Bloc de texte:
On peut alors s'interroger sur de nouvelles techniques à mettre en place en fonction du mode d'habitat. L'assainissement dissocié, qui consiste à collecter séparément nos déchets liquides et solides, à prévoir des circuits de collecte différents en fonction de la nature des eaux, enfin à produire sur place des produits recyclables, pourrait constituer l'une de ces solutions.
Ce système pourrait en effet être pertinent pour des habitations éloignées des réseaux de collecte et qui ne peuvent pas mettre en place un assainissement individuel, mais on pourrait aussi l'imaginer au niveau d'un immeuble collectif, dans lequel on aurait un système de récupération et de traitement in situ d'une partie des effluents. Il pourrait aussi être intéressant de favoriser ce système dans les métropoles des pays en développement, où la forte poussée de l'urbanisation ne permet pas de réaliser des installations d'assainissement adéquates. Créer ces systèmes de séparation et de recyclage in situ pourrait permettre de ne pas avoir à créer de très grandes stations d'épuration à l'extérieur des villes, évitant en même temps la construction de réseaux très étendus.
Ces techniques nécessiteraient en outre le développement de nouveaux métiers, tels que la maintenance et l'entretien d'installations complexes au niveau des habitations individuelles ou des immeubles collectifs.
Par ailleurs, certaines techniques très consommatrices d'espace, comme les bassins de retenue, peuvent contribuer à la production d'un cadre de vie agréable et enrichi au plan de la faune et de la flore, en cohérence avec le cadre de vie recherché par ceux qui migrent vers les périphéries lointaines.
La collecte et le traitement des déchets
L'étalement urbain est un facteur supplémentaire de coût pour la collecte des déchets, par l'allongement des trajets de collecte et du trajet vers l'exutoire final. On peut par exemple se demander si la collecte, le traitement et le recyclage des déchets ne seraient pas réalisables à l'échelle d'un groupe de logements, en associant par exemple à une mini-usine d'incinération un système de récupération de l'énergie pour alimenter un réseau de chauffage à l'échelle du lotissement. On peut penser que le syndrome NIMBY (Not In My Backyard) prévaudrait dans le cas de l'installation d'une unité de quartier en empêchant son installation. Cela dépendra cependant fortement des mentalités des populations et de leur degré d'appropriation de nouvelles techniques innovantes.

Segment de données:
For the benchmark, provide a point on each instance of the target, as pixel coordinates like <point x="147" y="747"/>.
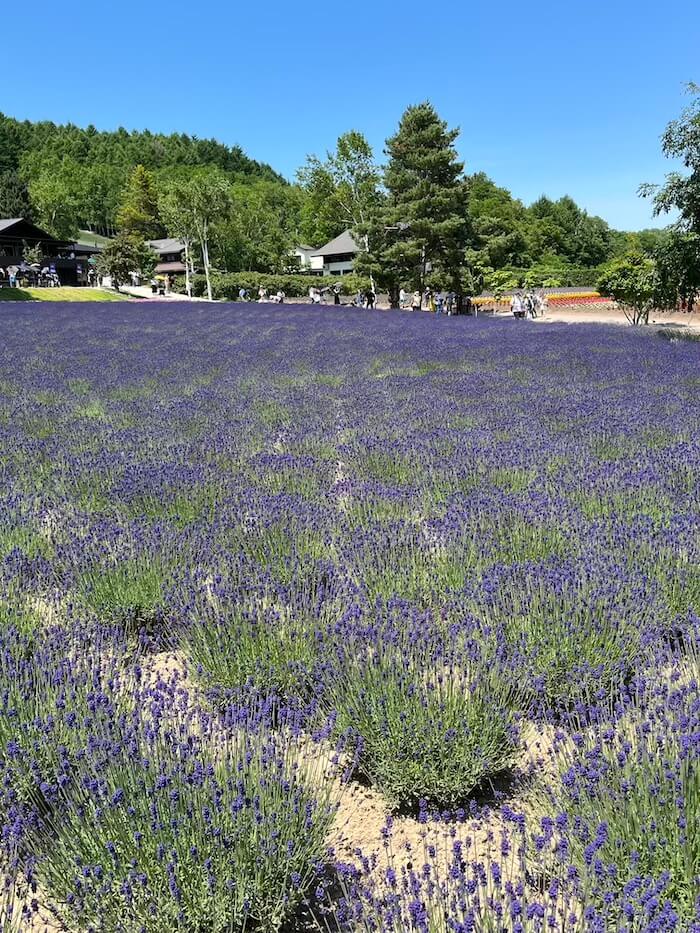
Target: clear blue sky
<point x="552" y="97"/>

Liste des tâches:
1 > Dans le texte sur l'assainissement, reformulez en liste à puces le paragraphe qui commence par « Ce système pourrait en effet » en conservant ses faits principaux.
2 > Selon le texte sur l'assainissement, les affirmations suivantes sont-elles exactes ? Répondez par oui ou par non et citez les mots du texte qui tranchent.
(a) L'assainissement dissocié collecte ensemble les déchets liquides et solides.
(b) L'étalement urbain allonge les trajets de collecte des déchets.
(c) Les bassins de retenue consomment peu d'espace.
Basez-vous uniquement sur le texte sur l'assainissement, sans tenir compte des données.

Résultats par tâche:
1 >
- Le système d'assainissement dissocié conviendrait aux habitations éloignées des réseaux de collecte qui ne peuvent pas installer un assainissement individuel.
- Il pourrait aussi s'appliquer à un immeuble collectif, qui récupérerait et traiterait sur place une partie des effluents.
- Il pourrait être favorisé dans les métropoles des pays en développement, où l'urbanisation rapide empêche de réaliser des installations d'assainissement adéquates.
- La séparation et le recyclage sur place éviteraient de construire de très grandes stations d'épuration hors des villes et des réseaux très étendus.

2 >
(a) Non : « collecter séparément nos déchets liquides et solides ».
(b) Oui : « par l'allongement des trajets de collecte et du trajet vers l'exutoire final ».
(c) Non : « certaines techniques très consommatrices d'espace, comme les bassins de retenue ».